- **ASSIGNMENT**:
Lift out all lines below that contain "tail".

--- DATA EXTRACTS ---

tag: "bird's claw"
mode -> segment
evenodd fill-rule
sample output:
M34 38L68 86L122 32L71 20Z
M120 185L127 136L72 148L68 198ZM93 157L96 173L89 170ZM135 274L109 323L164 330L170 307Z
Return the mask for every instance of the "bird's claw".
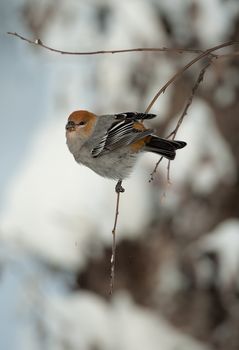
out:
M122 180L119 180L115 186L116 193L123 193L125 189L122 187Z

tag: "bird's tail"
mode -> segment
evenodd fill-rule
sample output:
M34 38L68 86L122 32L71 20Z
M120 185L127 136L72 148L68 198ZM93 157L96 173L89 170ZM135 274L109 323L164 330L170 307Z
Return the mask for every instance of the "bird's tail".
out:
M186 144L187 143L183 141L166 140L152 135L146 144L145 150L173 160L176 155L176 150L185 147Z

---
--- DATA EXTRACTS ---

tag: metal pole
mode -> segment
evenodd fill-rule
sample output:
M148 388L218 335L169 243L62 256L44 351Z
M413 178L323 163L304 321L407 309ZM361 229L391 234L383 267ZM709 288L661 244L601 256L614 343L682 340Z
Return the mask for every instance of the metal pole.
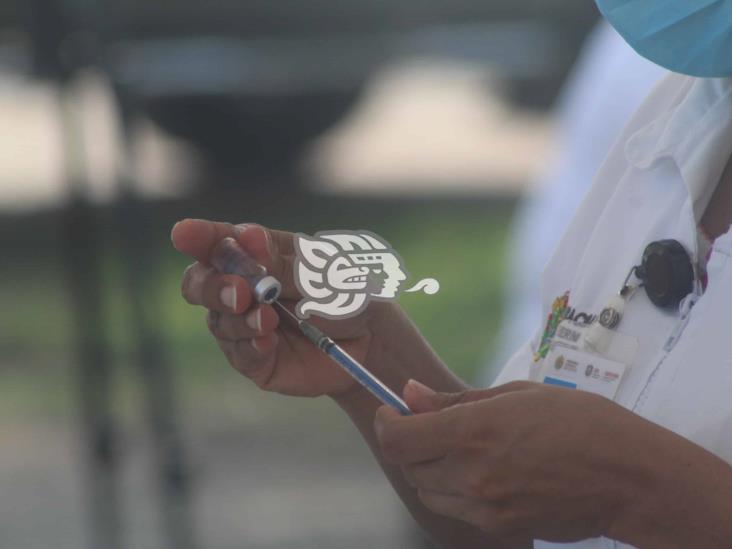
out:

---
--- DATA EXTRACTS ---

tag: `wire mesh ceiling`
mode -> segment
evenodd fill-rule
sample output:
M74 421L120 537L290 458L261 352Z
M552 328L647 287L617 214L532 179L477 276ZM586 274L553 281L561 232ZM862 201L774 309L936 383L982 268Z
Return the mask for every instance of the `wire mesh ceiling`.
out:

---

- **ANSWER TO THE PROBLEM**:
tag: "bird's tail"
Return the mask for every instance of the "bird's tail".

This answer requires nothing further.